To do.
Copy the lines below with "Sample output" swapped for "Example output" wherever it appears, changing nothing else.

Exercise data.
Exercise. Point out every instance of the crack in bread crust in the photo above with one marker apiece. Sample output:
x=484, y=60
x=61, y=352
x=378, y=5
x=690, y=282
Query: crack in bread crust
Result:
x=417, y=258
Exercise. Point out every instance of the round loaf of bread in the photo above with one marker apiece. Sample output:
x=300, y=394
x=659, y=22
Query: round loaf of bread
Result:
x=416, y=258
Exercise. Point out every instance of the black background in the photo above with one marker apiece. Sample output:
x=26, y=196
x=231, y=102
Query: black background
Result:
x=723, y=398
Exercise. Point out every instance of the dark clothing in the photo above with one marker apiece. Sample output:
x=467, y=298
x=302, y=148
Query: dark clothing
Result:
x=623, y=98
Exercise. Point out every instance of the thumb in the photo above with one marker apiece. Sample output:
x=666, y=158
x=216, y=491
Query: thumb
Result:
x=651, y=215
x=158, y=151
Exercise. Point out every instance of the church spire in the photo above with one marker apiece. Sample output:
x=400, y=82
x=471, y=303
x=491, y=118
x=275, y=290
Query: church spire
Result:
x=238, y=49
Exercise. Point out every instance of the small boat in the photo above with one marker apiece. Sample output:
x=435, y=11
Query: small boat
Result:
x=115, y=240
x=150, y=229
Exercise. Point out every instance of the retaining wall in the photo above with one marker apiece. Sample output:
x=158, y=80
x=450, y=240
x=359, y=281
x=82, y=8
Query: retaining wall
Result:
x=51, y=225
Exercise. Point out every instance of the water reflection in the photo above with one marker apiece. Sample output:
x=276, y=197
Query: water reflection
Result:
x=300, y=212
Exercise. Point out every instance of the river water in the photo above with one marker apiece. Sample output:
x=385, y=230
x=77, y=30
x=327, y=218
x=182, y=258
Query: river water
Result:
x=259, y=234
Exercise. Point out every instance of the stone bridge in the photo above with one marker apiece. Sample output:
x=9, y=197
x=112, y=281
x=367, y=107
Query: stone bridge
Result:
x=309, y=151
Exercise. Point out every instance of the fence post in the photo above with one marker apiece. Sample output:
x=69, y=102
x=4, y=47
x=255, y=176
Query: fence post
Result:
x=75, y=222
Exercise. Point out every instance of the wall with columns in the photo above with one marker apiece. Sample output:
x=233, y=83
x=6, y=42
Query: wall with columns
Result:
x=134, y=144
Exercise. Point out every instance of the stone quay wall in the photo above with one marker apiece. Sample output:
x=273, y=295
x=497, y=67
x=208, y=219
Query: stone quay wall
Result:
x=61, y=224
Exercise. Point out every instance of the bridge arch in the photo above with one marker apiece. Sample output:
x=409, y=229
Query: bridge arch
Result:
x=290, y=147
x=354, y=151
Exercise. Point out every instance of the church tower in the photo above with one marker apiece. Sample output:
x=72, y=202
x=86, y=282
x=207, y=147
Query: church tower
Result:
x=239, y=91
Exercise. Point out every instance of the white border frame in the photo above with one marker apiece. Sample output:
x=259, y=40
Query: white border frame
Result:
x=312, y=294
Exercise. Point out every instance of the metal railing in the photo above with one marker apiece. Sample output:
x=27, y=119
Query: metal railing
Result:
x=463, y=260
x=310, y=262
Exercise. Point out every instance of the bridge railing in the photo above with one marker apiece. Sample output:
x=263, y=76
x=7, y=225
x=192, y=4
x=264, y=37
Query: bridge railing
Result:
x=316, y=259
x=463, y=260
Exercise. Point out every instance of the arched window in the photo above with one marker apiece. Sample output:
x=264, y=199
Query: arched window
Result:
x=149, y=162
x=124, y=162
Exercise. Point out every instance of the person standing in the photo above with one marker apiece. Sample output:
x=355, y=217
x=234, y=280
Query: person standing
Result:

Exercise response.
Exercise. Point out every instance of the crack in bread crust in the photo above with one marker apiece. Example output:
x=484, y=60
x=61, y=352
x=378, y=5
x=690, y=282
Query: crack in bread crust
Result:
x=417, y=258
Exercise. Point out every instance of the round loaf of bread in the photo above with one marker apiece. Example output:
x=300, y=394
x=659, y=22
Query: round loaf of bread
Result:
x=416, y=258
Exercise. Point out every instance of the black background in the photo above with one marker apiece. Example output:
x=26, y=196
x=231, y=102
Query: black background
Result:
x=723, y=398
Exercise. Point out every instance of the dark clothing in the photo above with one marker apiece. Example output:
x=467, y=298
x=302, y=148
Query: dark clothing
Result:
x=623, y=98
Exercise. Point out every instance of the thumb in the photo above with one marker apiece. Example output:
x=666, y=158
x=216, y=491
Query: thumb
Result:
x=651, y=215
x=158, y=151
Exercise. Point out every instance of the church spire in the photo above with one marker apiece. Example output:
x=400, y=82
x=471, y=303
x=491, y=118
x=275, y=290
Query: church spire
Result:
x=238, y=49
Exercise. Point out every instance of the small boat in the photo above with one marker apiece. Example output:
x=435, y=11
Query: small boat
Result:
x=115, y=240
x=150, y=229
Exercise. Point out every instance of the retaining wall in the photo above with one marker apiece. Example output:
x=158, y=80
x=450, y=240
x=359, y=281
x=82, y=8
Query: retaining wall
Result:
x=51, y=225
Exercise. Point out every instance of the water reflection in the photo above with one marker apiece. Example output:
x=276, y=197
Query: water reflection
Result:
x=300, y=212
Exercise. Point out every instance of the river water in the photo above with one marker apiece. Example output:
x=385, y=230
x=77, y=30
x=327, y=218
x=182, y=258
Query: river water
Result:
x=259, y=234
Exercise. Point out every instance of the stone bridge in the photo above with one marker apiece. Example output:
x=9, y=197
x=112, y=281
x=367, y=107
Query: stone bridge
Result:
x=309, y=151
Exercise. Point out every instance of the fence post in the photo above with one marker apiece. Example output:
x=69, y=102
x=4, y=47
x=255, y=176
Query: fence post
Result:
x=75, y=222
Exercise. Point out every instance of the wall with columns in the photo above with one marker apiece. Example output:
x=233, y=83
x=6, y=42
Query: wall with columns
Result:
x=134, y=144
Exercise. Point out every instance of the stone quay wall in the photo above with one marker apiece. Example output:
x=273, y=295
x=497, y=67
x=208, y=219
Query: stone quay wall
Result:
x=61, y=224
Exercise. Point out every instance of the bridge arch in the photo above with one marker apiece. Example output:
x=409, y=229
Query: bridge arch
Result:
x=290, y=147
x=354, y=151
Exercise. Point out every instance of the church tower in the photo above with one marker apiece. Example output:
x=72, y=202
x=86, y=282
x=207, y=147
Query: church tower
Result:
x=239, y=91
Exercise. Point out every instance of the white border frame in the photo above with one marker apiece. Example output:
x=259, y=40
Query: white border frame
Result:
x=312, y=294
Exercise. Point out every instance of the metal railing in the photo above with one marker apiece. Example output:
x=27, y=119
Query: metal railing
Result:
x=463, y=260
x=310, y=262
Exercise. Point out every instance of the bridge railing in the photo above with one marker apiece. Example output:
x=263, y=76
x=7, y=225
x=192, y=4
x=264, y=37
Query: bridge railing
Result:
x=316, y=259
x=463, y=260
Exercise. Point out every instance of the arched window in the photo above with one marker apiece. Example output:
x=264, y=199
Query: arched window
Result:
x=149, y=162
x=124, y=162
Exercise. Point out every instance of the person standing in the photo above with one marker apiece. Example output:
x=355, y=217
x=234, y=280
Query: person standing
Result:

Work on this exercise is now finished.